**EXERCISE MATERIAL**:
++++++++++
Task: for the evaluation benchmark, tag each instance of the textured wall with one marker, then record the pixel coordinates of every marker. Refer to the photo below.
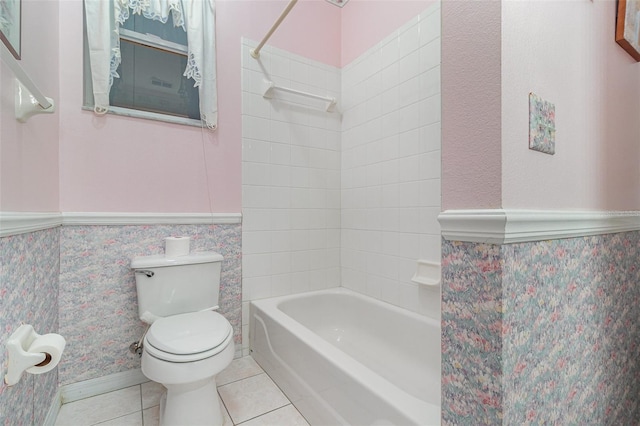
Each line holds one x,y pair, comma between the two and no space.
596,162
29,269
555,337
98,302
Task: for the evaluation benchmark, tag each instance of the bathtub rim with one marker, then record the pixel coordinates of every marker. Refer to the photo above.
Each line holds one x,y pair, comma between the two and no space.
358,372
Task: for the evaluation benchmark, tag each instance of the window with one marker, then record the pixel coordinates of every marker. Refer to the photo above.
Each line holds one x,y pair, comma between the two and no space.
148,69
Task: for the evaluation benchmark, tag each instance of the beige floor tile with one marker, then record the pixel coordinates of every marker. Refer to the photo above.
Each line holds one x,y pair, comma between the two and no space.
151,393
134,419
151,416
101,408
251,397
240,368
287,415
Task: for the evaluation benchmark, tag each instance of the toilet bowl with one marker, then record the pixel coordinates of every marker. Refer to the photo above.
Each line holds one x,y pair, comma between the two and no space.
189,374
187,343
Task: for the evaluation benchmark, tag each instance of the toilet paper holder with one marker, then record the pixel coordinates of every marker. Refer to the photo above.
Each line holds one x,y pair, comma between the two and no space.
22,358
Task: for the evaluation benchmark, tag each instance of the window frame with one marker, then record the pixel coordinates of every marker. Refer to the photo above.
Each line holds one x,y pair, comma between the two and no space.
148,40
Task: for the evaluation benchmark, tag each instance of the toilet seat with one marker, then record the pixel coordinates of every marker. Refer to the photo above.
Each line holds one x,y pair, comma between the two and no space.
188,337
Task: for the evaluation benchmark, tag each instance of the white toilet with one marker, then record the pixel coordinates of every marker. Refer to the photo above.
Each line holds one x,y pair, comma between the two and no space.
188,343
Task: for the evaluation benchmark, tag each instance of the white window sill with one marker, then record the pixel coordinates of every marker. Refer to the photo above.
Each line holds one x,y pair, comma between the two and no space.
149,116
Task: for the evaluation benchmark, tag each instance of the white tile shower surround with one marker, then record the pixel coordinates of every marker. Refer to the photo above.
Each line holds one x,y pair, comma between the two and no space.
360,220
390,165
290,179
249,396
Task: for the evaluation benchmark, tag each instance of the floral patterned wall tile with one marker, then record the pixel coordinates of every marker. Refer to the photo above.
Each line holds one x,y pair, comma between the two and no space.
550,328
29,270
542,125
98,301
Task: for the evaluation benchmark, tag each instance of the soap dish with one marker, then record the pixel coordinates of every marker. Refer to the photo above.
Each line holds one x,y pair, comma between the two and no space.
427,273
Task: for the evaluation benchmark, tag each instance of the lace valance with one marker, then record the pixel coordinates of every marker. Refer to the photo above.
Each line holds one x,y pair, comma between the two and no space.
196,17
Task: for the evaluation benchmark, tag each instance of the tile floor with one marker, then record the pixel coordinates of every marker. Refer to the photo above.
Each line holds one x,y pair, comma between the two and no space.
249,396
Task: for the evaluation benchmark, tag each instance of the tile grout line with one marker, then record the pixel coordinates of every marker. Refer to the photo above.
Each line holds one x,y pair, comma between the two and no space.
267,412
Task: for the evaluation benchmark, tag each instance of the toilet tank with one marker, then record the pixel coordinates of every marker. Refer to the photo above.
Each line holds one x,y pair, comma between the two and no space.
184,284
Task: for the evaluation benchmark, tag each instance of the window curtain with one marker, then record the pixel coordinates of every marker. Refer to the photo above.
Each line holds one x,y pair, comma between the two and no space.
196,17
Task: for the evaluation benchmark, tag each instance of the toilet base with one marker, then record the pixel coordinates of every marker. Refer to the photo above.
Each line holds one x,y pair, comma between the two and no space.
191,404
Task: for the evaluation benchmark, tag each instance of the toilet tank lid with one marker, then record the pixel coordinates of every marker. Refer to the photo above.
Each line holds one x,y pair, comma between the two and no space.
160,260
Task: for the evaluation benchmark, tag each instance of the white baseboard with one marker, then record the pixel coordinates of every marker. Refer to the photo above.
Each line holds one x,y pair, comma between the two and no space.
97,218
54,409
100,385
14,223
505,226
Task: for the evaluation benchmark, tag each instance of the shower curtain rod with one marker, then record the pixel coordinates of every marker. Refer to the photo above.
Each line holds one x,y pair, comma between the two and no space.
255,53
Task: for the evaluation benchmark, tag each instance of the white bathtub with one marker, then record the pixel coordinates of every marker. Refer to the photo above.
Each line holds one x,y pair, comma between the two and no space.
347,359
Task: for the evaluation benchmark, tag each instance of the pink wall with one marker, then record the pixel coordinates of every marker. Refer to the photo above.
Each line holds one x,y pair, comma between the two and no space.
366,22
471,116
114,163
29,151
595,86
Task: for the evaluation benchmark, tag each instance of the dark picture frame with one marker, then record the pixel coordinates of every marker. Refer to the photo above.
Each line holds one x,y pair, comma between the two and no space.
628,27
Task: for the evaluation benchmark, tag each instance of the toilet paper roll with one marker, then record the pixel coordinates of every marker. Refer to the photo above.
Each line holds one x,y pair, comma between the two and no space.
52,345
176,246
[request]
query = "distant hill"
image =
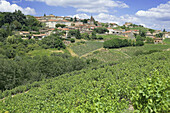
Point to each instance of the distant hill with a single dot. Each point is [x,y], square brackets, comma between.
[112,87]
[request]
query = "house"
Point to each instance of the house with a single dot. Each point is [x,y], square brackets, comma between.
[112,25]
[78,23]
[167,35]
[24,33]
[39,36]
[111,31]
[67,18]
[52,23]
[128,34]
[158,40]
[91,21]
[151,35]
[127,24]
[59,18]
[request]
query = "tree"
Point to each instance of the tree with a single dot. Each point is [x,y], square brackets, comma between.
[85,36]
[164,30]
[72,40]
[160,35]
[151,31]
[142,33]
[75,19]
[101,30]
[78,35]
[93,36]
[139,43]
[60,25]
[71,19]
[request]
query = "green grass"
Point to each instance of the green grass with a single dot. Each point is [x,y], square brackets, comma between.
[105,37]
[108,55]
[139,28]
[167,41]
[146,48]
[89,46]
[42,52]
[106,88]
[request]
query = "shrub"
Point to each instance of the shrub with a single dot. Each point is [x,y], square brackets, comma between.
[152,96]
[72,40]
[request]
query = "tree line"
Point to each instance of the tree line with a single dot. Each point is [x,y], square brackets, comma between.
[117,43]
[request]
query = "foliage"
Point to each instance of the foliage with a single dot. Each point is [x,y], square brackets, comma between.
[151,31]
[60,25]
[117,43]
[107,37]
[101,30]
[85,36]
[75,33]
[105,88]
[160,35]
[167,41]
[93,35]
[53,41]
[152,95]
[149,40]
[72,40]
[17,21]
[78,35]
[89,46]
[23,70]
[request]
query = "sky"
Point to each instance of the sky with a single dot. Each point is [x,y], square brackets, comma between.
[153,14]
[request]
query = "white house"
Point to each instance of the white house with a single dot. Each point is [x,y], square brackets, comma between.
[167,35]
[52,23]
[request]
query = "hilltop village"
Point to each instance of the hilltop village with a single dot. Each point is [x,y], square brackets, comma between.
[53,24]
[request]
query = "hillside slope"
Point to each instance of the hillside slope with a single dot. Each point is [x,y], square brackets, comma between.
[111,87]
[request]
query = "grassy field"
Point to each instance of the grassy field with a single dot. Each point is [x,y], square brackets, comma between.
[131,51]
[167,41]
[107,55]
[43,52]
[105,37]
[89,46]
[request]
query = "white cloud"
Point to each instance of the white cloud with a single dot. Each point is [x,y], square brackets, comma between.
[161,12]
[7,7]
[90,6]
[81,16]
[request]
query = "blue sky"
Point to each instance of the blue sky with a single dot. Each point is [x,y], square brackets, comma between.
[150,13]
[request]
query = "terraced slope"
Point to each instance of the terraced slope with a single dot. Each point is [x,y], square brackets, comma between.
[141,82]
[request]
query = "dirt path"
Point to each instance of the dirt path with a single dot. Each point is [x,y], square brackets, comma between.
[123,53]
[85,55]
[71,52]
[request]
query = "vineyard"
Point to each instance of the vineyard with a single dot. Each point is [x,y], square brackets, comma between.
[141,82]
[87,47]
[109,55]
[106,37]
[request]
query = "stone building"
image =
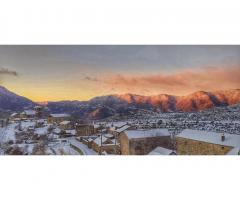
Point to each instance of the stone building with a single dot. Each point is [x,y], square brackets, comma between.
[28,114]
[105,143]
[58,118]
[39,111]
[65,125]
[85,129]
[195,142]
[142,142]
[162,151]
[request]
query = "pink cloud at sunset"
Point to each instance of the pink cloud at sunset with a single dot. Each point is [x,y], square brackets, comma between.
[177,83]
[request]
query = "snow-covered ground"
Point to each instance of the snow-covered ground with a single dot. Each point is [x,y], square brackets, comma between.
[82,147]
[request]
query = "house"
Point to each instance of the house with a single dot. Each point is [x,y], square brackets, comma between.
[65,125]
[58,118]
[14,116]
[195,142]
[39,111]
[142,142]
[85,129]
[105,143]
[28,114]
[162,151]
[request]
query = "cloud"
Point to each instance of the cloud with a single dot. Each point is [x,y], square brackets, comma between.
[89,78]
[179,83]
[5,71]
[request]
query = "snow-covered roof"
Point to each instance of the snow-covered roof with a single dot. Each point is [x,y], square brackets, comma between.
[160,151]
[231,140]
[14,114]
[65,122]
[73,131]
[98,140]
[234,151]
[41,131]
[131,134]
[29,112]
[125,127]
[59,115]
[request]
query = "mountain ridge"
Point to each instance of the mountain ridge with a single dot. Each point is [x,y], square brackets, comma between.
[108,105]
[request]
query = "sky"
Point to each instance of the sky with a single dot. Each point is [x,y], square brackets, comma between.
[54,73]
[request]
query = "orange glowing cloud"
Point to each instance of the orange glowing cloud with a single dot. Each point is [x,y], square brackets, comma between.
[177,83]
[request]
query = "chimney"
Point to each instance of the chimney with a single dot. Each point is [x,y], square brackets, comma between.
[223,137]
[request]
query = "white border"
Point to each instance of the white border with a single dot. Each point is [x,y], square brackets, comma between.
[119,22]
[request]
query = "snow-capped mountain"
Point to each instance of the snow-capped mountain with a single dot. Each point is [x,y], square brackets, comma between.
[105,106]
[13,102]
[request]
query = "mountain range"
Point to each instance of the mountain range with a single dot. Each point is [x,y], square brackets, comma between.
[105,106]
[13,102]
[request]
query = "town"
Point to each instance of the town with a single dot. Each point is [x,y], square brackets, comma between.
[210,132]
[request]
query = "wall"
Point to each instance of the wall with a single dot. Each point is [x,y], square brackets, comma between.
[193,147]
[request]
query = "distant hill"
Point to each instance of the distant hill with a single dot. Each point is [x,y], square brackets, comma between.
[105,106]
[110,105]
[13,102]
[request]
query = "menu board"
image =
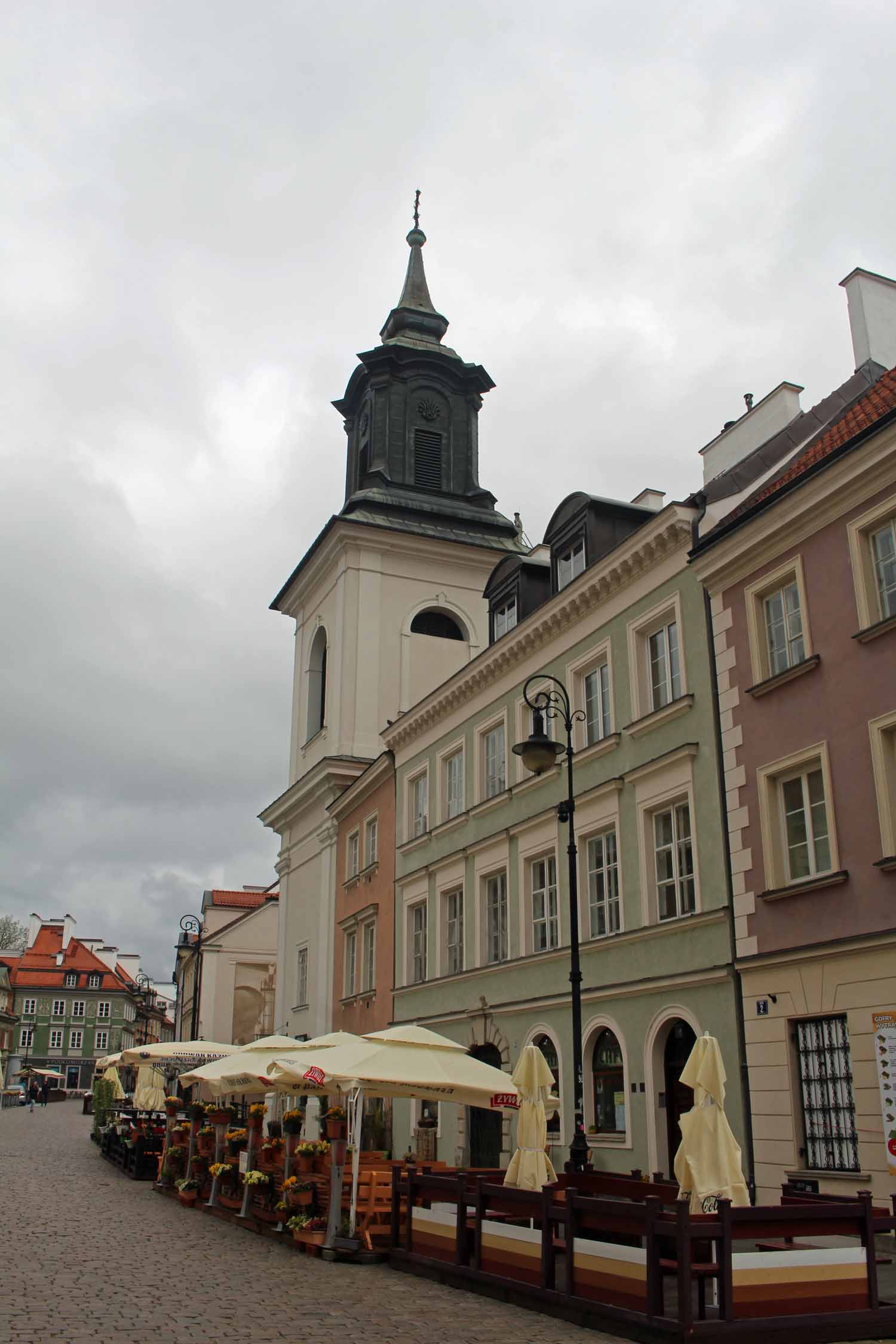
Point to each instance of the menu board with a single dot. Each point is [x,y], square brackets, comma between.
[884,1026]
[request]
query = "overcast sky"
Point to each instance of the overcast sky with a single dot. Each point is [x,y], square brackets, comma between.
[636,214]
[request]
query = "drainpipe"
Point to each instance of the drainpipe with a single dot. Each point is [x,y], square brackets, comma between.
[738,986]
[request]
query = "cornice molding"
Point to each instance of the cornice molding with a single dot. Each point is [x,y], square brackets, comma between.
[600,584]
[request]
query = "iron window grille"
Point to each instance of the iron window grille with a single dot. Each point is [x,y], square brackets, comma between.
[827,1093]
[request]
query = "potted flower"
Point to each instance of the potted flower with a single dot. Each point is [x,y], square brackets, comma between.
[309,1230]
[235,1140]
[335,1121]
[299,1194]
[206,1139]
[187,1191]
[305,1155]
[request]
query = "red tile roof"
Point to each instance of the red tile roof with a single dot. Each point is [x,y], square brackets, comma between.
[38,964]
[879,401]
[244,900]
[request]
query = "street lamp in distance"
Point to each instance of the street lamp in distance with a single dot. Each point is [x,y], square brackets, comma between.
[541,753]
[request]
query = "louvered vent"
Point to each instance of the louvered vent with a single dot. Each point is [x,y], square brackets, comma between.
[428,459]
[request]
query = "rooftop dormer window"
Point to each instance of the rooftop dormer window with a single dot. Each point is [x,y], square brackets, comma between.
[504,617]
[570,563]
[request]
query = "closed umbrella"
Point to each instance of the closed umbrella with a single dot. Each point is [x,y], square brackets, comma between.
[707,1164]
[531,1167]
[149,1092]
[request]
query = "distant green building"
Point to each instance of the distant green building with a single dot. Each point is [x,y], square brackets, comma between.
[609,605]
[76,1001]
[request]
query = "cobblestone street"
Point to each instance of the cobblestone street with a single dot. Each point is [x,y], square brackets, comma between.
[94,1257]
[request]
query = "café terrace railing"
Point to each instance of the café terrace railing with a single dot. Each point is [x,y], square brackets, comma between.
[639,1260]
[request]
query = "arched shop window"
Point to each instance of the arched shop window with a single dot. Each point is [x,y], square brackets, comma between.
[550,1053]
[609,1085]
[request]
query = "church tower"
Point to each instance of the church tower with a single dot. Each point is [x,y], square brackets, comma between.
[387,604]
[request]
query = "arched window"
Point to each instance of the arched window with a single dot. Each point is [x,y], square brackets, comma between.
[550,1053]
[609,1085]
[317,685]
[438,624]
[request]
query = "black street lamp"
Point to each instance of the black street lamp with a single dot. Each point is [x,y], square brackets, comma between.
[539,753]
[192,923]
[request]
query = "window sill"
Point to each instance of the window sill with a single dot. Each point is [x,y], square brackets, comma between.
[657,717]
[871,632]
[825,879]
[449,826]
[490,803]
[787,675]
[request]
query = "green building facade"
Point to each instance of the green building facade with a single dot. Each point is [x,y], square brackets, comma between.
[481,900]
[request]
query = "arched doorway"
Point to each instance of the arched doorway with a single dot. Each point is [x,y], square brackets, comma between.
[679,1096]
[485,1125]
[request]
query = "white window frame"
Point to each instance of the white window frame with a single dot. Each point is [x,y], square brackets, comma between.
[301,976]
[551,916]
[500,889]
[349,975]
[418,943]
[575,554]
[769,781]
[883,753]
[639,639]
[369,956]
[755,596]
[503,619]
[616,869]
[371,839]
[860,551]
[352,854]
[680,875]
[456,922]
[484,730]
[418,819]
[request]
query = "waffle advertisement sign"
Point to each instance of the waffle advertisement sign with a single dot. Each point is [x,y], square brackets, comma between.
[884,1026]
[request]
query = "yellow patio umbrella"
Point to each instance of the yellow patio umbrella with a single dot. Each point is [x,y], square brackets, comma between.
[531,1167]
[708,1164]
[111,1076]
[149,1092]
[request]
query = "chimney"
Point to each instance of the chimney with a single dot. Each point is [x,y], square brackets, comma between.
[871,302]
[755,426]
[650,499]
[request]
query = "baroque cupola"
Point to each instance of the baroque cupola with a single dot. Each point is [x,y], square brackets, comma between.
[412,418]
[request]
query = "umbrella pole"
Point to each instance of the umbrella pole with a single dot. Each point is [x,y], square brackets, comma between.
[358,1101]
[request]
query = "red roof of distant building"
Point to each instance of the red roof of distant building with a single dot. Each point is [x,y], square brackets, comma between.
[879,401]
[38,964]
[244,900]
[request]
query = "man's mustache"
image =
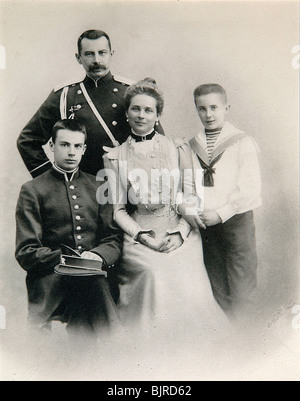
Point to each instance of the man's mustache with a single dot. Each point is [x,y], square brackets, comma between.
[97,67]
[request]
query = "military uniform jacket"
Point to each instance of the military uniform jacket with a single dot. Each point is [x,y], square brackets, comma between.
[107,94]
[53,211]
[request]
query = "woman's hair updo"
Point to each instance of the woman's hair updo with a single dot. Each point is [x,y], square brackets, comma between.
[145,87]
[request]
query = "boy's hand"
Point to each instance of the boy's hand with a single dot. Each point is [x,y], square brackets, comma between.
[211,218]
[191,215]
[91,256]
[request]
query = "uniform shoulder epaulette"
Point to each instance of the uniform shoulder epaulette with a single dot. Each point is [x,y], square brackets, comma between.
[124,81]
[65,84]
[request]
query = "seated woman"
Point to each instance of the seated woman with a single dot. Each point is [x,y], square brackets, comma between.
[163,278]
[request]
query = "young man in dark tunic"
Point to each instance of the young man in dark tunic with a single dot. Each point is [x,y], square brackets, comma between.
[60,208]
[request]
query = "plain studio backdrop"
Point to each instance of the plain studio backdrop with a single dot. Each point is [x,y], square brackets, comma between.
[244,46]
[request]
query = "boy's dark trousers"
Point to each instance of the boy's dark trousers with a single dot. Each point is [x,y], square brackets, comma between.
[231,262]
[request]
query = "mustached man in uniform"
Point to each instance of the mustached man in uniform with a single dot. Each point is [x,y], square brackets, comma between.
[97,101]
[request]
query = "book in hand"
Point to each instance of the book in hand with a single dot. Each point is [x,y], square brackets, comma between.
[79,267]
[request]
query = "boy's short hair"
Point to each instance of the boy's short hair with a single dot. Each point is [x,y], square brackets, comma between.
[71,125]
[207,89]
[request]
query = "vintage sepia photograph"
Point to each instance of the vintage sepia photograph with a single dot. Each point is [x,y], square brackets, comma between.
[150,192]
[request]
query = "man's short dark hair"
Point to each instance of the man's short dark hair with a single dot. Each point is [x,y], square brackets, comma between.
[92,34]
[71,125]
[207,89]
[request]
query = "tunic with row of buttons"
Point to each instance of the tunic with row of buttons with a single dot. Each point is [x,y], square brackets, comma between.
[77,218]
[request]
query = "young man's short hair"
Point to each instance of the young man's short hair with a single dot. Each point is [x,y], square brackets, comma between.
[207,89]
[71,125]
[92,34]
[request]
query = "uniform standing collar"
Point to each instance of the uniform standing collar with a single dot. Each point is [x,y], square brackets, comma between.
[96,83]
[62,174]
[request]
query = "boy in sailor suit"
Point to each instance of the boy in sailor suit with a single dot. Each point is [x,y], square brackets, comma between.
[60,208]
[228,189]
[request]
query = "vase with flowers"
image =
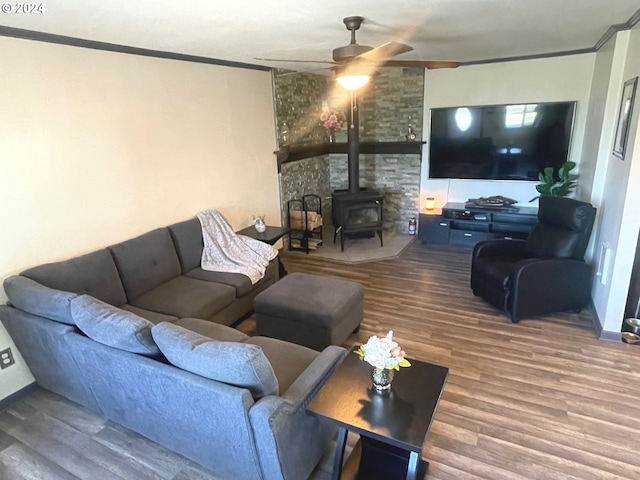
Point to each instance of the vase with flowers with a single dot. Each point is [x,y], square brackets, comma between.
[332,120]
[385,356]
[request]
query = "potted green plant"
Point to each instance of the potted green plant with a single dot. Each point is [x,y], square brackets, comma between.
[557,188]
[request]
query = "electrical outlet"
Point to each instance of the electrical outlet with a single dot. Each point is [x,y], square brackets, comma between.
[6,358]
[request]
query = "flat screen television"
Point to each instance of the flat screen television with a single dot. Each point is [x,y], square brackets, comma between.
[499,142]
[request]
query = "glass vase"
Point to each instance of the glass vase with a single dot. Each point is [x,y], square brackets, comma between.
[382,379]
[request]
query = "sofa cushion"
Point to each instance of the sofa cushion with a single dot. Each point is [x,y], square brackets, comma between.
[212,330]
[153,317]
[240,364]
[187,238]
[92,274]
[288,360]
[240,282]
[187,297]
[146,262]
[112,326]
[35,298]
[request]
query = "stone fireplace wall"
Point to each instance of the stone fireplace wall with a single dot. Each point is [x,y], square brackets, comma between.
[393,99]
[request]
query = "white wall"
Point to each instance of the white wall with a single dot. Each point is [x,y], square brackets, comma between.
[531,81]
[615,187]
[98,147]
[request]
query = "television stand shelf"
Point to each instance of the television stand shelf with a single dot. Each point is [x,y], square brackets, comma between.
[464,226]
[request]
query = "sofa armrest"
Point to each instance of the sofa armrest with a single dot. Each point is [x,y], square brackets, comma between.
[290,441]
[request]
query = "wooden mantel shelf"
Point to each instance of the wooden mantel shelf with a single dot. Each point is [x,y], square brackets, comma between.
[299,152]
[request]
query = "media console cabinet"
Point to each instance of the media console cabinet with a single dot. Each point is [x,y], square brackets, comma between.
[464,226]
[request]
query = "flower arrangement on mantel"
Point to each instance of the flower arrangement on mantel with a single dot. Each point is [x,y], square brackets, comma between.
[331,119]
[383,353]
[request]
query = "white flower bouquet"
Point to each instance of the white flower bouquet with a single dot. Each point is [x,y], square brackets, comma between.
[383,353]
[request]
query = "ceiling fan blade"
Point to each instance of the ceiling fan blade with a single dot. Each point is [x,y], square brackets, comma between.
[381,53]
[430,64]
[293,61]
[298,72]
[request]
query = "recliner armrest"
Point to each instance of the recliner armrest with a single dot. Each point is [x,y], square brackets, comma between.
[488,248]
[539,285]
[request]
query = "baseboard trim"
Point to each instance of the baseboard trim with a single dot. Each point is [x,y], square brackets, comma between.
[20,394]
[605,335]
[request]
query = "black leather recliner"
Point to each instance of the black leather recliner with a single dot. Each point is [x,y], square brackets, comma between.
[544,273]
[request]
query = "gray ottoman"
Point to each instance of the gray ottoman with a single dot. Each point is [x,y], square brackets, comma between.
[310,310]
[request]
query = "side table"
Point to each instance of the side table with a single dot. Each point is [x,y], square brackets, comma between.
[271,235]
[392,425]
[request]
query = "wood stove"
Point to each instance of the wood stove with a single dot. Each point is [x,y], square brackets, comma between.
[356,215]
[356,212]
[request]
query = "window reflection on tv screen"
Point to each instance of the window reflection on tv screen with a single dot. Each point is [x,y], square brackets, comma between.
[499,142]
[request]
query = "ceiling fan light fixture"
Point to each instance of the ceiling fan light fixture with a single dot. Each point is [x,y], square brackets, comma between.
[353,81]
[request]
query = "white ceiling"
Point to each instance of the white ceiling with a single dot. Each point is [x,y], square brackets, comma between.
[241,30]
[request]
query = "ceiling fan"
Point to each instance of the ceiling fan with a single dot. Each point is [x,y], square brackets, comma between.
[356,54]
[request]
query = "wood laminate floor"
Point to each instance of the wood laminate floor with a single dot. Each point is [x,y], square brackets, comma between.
++++++++++
Gather every line of the material that contains the string "epaulette". Case counts.

**TASK RESULT**:
query = "uniform shoulder epaulette"
Point to each instance of the uniform shoulder epaulette with a single dot. Each point is [x,y], square brackets, comma between.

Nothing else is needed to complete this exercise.